## SOURCE EXCERPT
::::::::

The Board of Airline Representatives in Sri Lanka (BAR) is opposing a Government proposal to award a ten-year contract to the multinational information technology company SITA for enhancing border security — a deal which industry sources say will earn far more revenue for the company than for the State.
Each passenger flying into and out of Sri Lanka will be taxed US$ 5 on their two-way tickets for these services — a fee that airlines say is much too high. But, under the proposed agreement, a higher percentage of the tax will go to SITA, industry sources said.

The Civil Aviation Authority (CAA) has already issued a directive with regard to the implementation of an Advanced Passenger Processing (APP) and Passenger Name Record (PNR) project in Sri Lanka.

It was to have taken effect yesterday but has been delayed over industry protests. The project was first floated by SITA as an unsolicited proposal.
APP is “a system whereby required data elements are collected and transmitted by airlines to border control agencies at the time of check-in”. PNR is “a record in the database of a computer reservation system that contains the itinerary for a passenger or a group of passengers travelling together”.

Industry sources welcomed the move but questioned why the Government wanted to sign a contract with SITA for ten years when technology was bound to change much faster. They also ask why the bulk of the fee charged from passengers for the service is going to the company and not to the Government.

::::::::

[Items from a data source]
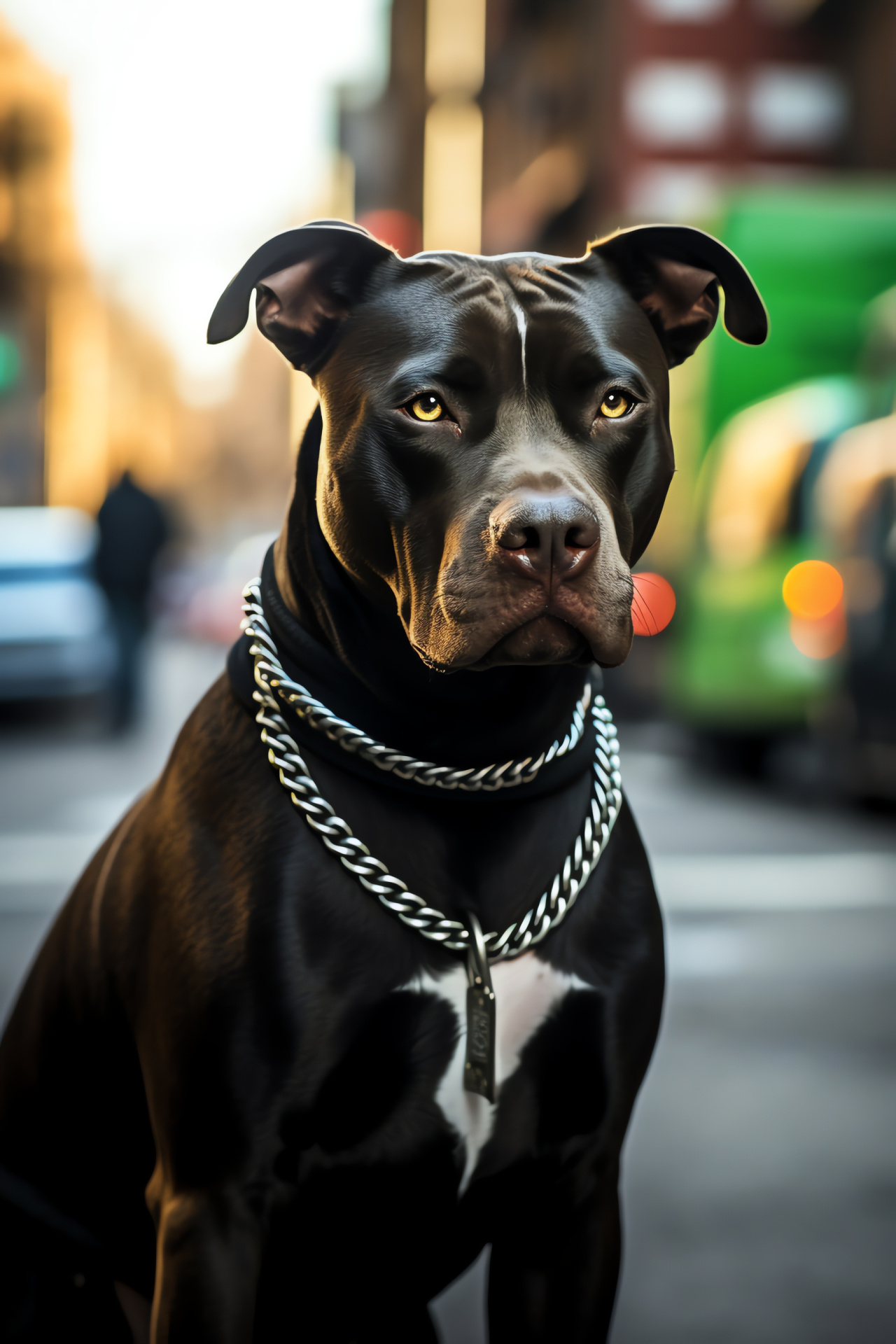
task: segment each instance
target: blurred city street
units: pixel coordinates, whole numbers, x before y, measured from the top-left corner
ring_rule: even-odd
[[[223,649],[159,640],[120,738],[0,726],[4,1012],[66,887],[157,774]],[[666,909],[665,1025],[625,1153],[614,1344],[884,1344],[896,1336],[896,836],[622,734]],[[437,1306],[484,1341],[482,1270]]]

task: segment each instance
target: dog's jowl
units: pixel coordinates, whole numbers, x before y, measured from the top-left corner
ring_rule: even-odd
[[[400,259],[324,220],[215,309],[320,392],[227,676],[87,866],[0,1054],[4,1337],[606,1336],[662,926],[602,667],[668,370],[766,335],[690,228]],[[469,1039],[467,1039],[469,1034]]]

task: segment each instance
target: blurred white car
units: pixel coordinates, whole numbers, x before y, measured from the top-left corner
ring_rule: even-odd
[[[0,700],[109,688],[117,655],[95,548],[81,509],[0,508]]]

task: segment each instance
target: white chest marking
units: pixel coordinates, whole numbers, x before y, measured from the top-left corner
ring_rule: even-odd
[[[442,1114],[457,1129],[466,1145],[466,1164],[461,1181],[461,1193],[466,1189],[470,1176],[480,1159],[484,1144],[492,1134],[494,1106],[473,1093],[463,1090],[463,1060],[466,1058],[466,966],[458,965],[446,976],[418,976],[403,989],[416,989],[420,993],[438,995],[455,1011],[459,1021],[457,1048],[451,1058],[435,1099]],[[501,1095],[501,1083],[516,1070],[520,1055],[529,1038],[537,1031],[551,1009],[570,989],[591,989],[578,976],[555,970],[527,952],[513,961],[500,961],[492,966],[492,985],[496,1000],[496,1048],[494,1077],[496,1094]]]

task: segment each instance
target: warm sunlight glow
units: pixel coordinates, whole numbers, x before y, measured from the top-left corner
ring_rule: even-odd
[[[672,583],[661,574],[633,574],[631,625],[635,634],[658,634],[676,612]]]
[[[844,597],[844,581],[825,560],[794,564],[782,587],[789,612],[803,621],[819,621],[834,610]]]

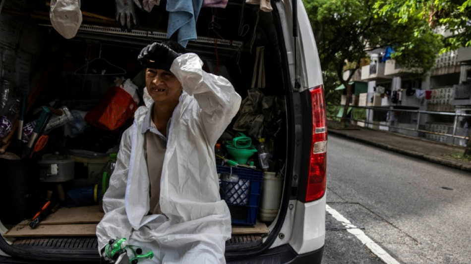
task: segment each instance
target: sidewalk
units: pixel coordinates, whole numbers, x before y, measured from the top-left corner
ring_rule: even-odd
[[[398,133],[353,126],[341,129],[332,120],[327,120],[329,134],[342,136],[375,147],[422,158],[430,162],[471,171],[471,161],[451,158],[451,154],[463,154],[465,148],[402,135]]]

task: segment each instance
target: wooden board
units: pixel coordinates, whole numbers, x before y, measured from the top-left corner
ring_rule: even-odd
[[[93,236],[96,235],[96,229],[97,224],[39,225],[34,229],[29,225],[18,225],[3,236],[7,237]]]
[[[267,234],[270,232],[264,223],[257,222],[255,225],[233,225],[233,235]]]
[[[84,206],[80,207],[63,207],[54,213],[51,213],[40,225],[61,224],[91,224],[98,223],[103,218],[105,213],[100,211],[100,206]],[[29,224],[29,221],[25,220],[19,224]]]
[[[42,221],[35,229],[29,221],[23,221],[7,232],[5,237],[84,236],[95,236],[97,224],[104,213],[99,206],[62,208]],[[257,222],[255,225],[233,225],[232,234],[267,234],[267,225]]]

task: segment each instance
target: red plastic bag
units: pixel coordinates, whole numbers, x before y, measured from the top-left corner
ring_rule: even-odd
[[[100,102],[85,115],[89,124],[114,131],[126,123],[137,108],[132,97],[120,87],[110,87]]]

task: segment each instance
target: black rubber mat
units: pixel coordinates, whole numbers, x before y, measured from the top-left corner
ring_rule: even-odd
[[[44,248],[94,249],[98,248],[96,237],[81,238],[32,238],[18,239],[13,243],[16,246],[42,247]]]
[[[226,250],[247,249],[262,244],[262,237],[258,235],[239,235],[233,236],[226,241]]]

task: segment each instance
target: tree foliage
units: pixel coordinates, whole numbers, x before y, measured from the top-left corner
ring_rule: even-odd
[[[411,19],[426,22],[421,31],[443,29],[452,34],[444,40],[441,52],[471,46],[471,0],[379,0],[374,6],[377,15],[392,14],[398,22],[406,24]]]
[[[376,0],[303,1],[316,38],[321,66],[324,70],[334,71],[347,88],[348,101],[352,94],[348,83],[367,51],[391,47],[398,63],[424,73],[433,66],[442,47],[439,35],[429,28],[424,30],[425,20],[414,16],[409,17],[407,23],[400,23],[395,14],[375,12]],[[347,63],[354,67],[344,80],[344,68]],[[345,108],[343,120],[348,107]]]

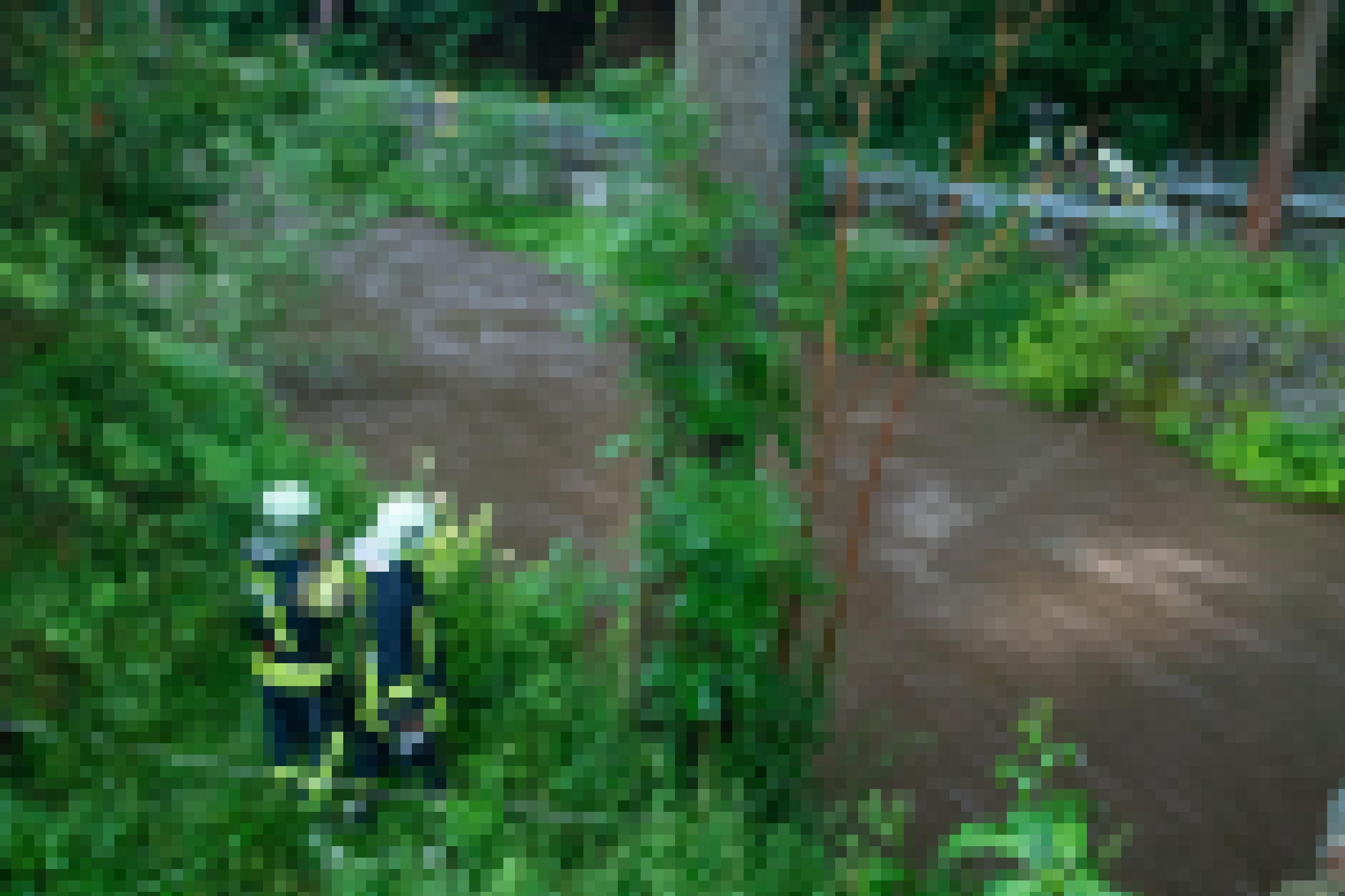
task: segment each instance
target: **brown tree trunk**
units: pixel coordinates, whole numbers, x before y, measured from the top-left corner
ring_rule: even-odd
[[[1326,52],[1336,0],[1302,0],[1294,13],[1294,38],[1280,63],[1279,95],[1270,113],[1256,181],[1247,196],[1243,247],[1251,253],[1275,244],[1283,214],[1284,191],[1293,183],[1302,149],[1303,125],[1317,95],[1317,75]]]

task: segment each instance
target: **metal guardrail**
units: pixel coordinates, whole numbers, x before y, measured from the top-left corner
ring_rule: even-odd
[[[434,101],[430,85],[390,85],[389,91],[413,128],[452,126],[471,117],[511,120],[521,150],[543,150],[570,172],[605,172],[623,177],[652,172],[648,134],[629,116],[599,114],[576,103],[541,103],[508,94],[460,94],[459,101]],[[823,193],[838,199],[845,189],[841,144],[808,141],[804,149],[819,165]],[[893,210],[937,219],[944,201],[956,195],[963,208],[994,219],[1010,208],[1028,210],[1044,227],[1064,223],[1108,223],[1149,230],[1180,239],[1225,238],[1236,231],[1247,207],[1247,163],[1173,159],[1159,172],[1135,172],[1114,179],[1120,192],[1142,187],[1142,195],[1119,201],[1118,195],[1033,192],[1025,185],[954,183],[921,169],[896,153],[869,149],[861,154],[861,207]],[[589,187],[592,187],[589,184]],[[577,193],[581,191],[576,191]],[[578,201],[581,196],[576,196]],[[1338,232],[1337,232],[1338,231]],[[1299,172],[1284,196],[1286,243],[1317,250],[1345,243],[1345,175]]]

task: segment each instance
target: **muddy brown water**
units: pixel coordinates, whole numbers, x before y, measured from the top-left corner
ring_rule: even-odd
[[[558,317],[588,290],[416,218],[327,263],[316,337],[378,332],[387,349],[323,388],[292,382],[299,429],[339,435],[385,480],[433,450],[432,484],[463,509],[492,504],[496,543],[521,557],[554,537],[624,556],[642,470],[594,449],[629,427],[627,356]],[[846,426],[818,529],[831,563],[892,376],[843,361],[838,380]],[[1231,896],[1310,870],[1345,771],[1338,516],[1254,497],[1138,431],[931,377],[909,386],[870,532],[819,759],[833,793],[905,793],[923,854],[1002,809],[994,758],[1048,696],[1057,737],[1087,758],[1061,782],[1134,825],[1119,885]]]

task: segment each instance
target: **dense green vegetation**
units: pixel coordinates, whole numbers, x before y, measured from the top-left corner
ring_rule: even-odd
[[[78,40],[48,12],[0,13],[0,283],[15,300],[0,357],[12,496],[0,527],[0,864],[15,892],[1108,892],[1087,802],[1049,790],[1049,770],[1072,752],[1048,742],[1041,712],[1001,770],[1021,787],[1013,811],[955,832],[928,872],[901,852],[900,805],[823,811],[810,789],[824,700],[807,674],[777,669],[767,645],[780,594],[824,599],[827,587],[799,560],[808,551],[796,497],[748,458],[776,435],[803,461],[792,353],[798,332],[819,326],[831,254],[820,236],[790,247],[783,310],[794,333],[768,337],[744,320],[742,287],[717,259],[753,212],[682,164],[703,128],[656,67],[605,73],[574,101],[639,122],[659,176],[677,184],[666,201],[620,214],[526,193],[502,204],[486,177],[444,167],[483,171],[511,142],[507,120],[473,120],[464,103],[456,133],[408,157],[377,82],[330,90],[299,54],[260,39],[249,55],[130,28]],[[460,15],[486,13],[463,4]],[[440,168],[426,171],[434,153]],[[445,512],[417,562],[463,696],[438,720],[456,737],[451,787],[438,801],[391,803],[374,830],[340,822],[338,799],[299,801],[266,775],[261,750],[238,556],[260,492],[308,480],[342,539],[387,484],[369,481],[348,451],[285,431],[264,386],[303,293],[291,279],[304,279],[323,234],[284,247],[198,232],[199,212],[246,192],[238,184],[258,169],[307,203],[354,210],[352,227],[417,206],[578,270],[609,301],[577,324],[631,337],[664,411],[627,450],[675,470],[648,485],[642,549],[648,580],[679,582],[668,625],[681,641],[659,645],[639,681],[621,641],[639,594],[566,545],[502,575],[488,519],[460,527]],[[955,261],[982,238],[968,228]],[[1119,235],[1106,247],[1089,285],[1067,290],[1011,244],[935,321],[925,361],[1075,407],[1120,396],[1244,480],[1338,500],[1333,430],[1293,429],[1264,406],[1202,430],[1171,364],[1134,363],[1219,313],[1334,332],[1333,270],[1154,253]],[[878,351],[924,297],[924,251],[881,228],[857,240],[849,351]],[[132,275],[156,261],[186,266],[169,296]],[[691,364],[668,363],[674,318],[694,321]],[[717,357],[718,341],[736,343],[737,356]],[[679,433],[666,429],[672,415],[686,420]],[[744,455],[698,465],[686,438],[725,418],[746,426]],[[576,645],[593,602],[627,613],[611,643],[584,654]],[[734,739],[706,746],[730,707]],[[689,733],[702,739],[694,756]],[[855,815],[876,841],[841,836]],[[964,880],[962,860],[985,850],[1013,870]]]

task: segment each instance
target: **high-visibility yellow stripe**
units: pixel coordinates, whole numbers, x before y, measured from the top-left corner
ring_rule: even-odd
[[[276,662],[260,650],[253,653],[253,674],[270,688],[321,688],[331,680],[330,662]]]

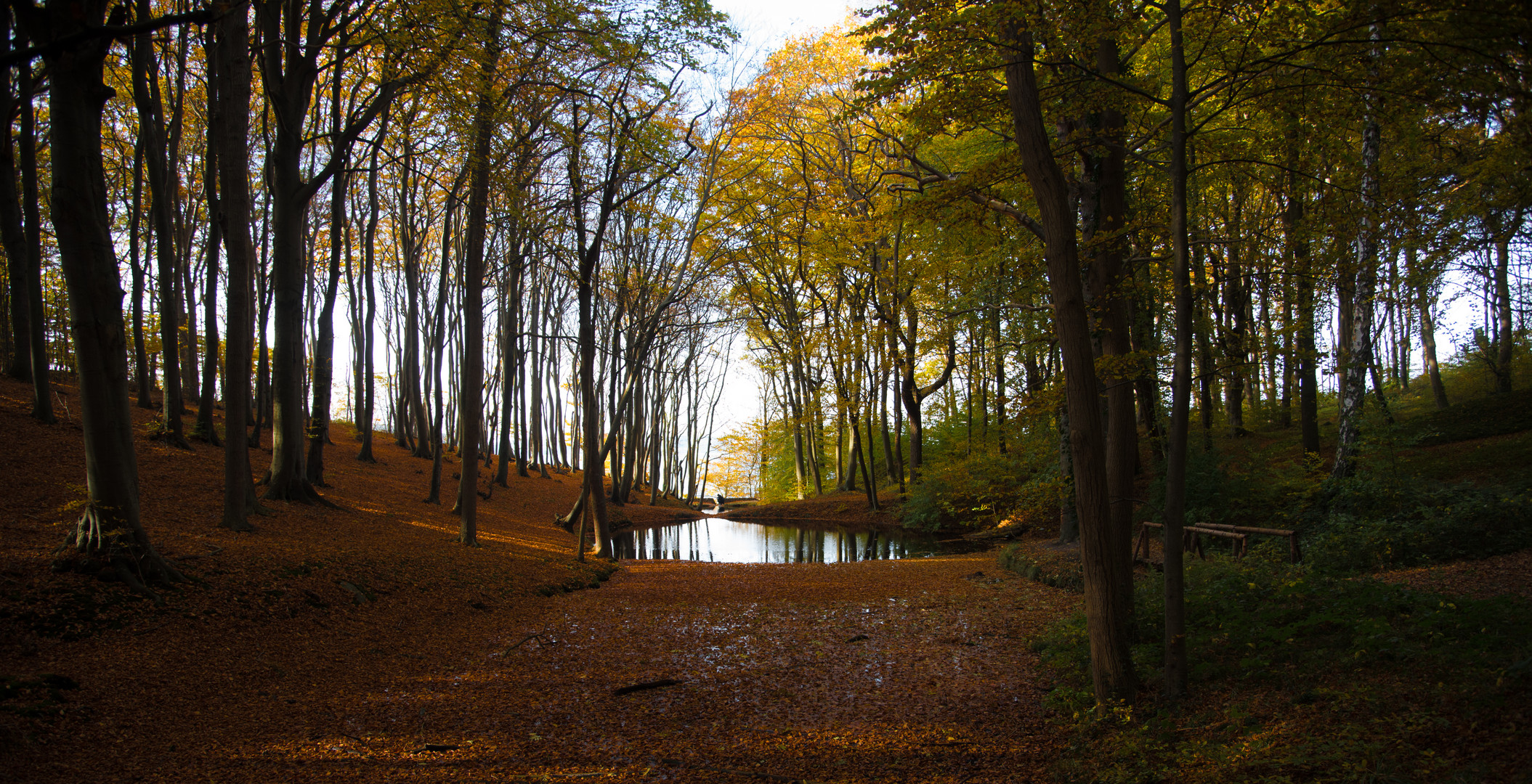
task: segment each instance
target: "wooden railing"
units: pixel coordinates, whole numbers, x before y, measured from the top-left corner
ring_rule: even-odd
[[[1138,528],[1138,541],[1134,544],[1134,559],[1149,557],[1149,528],[1164,528],[1158,522],[1144,522]],[[1216,536],[1221,539],[1233,541],[1235,557],[1241,559],[1246,554],[1249,541],[1252,534],[1262,536],[1285,536],[1287,537],[1287,554],[1298,564],[1302,560],[1302,553],[1298,548],[1298,531],[1290,531],[1287,528],[1256,528],[1250,525],[1226,525],[1219,522],[1203,522],[1196,525],[1187,525],[1181,530],[1181,548],[1187,553],[1196,553],[1198,557],[1206,559],[1207,553],[1203,550],[1203,536]]]

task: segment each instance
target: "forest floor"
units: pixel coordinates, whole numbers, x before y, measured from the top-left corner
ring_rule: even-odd
[[[84,499],[55,389],[43,426],[0,381],[0,781],[1010,782],[1059,753],[1026,640],[1079,599],[993,554],[613,573],[552,522],[578,472],[512,475],[466,548],[457,466],[423,504],[430,462],[381,433],[377,464],[336,433],[339,510],[271,504],[254,534],[216,527],[221,449],[141,438],[144,525],[195,582],[156,608],[55,574]]]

::::::::

## SHORT TASK 1
Reproduce word for word the part of the article on the SITA border-security contract that runs from "It was to have" up to and including "to the Government.".
## SHORT TASK 2
Write the next part of the article on the proposed SITA border-security contract, starting right after its final sentence.

## TASK ANSWER 1
It was to have taken effect yesterday but has been delayed over industry protests. The project was first floated by SITA as an unsolicited proposal.
APP is “a system whereby required data elements are collected and transmitted by airlines to border control agencies at the time of check-in”. PNR is “a record in the database of a computer reservation system that contains the itinerary for a passenger or a group of passengers travelling together”.

Industry sources welcomed the move but questioned why the Government wanted to sign a contract with SITA for ten years when technology was bound to change much faster. They also ask why the bulk of the fee charged from passengers for the service is going to the company and not to the Government.

## TASK ANSWER 2
BAR has taken a strong stand against the proposal. “While appreciating the Government’s efforts to enhance border security, it is with dismay we note that a third party service provider has been contracted to collect this surcharge per each inbound and outbound traveller despite the alternate recommendations made by our Association that are deemed to be cost effective and in accordance with international standards,” it says, in a letter to Civil Aviation director General H.M.C. Nimalsiri.

“All airlines will comply if APP is a requirement by the State, provided the funds are collected by a Government Authority and we would like to reiterate that our members do not wish to deal with any third party directly,” it insisted. “The Board of Airline Representatives also believes that it is not practical to sign an agreement for 10 years with the constant advances in technology for data analysis.”

“We would also like to point out that as per your circular only transit passengers are excluded from paying this surcharge and hence please clarify whether infants too have to pay this fee,” it said. “Also, please enlighten to us whether this levy is interline-able.”

The BAR’s greatest concern is that, with the additional cost burden on the traveller, Sri Lanka will be unable to compete effectively within the region.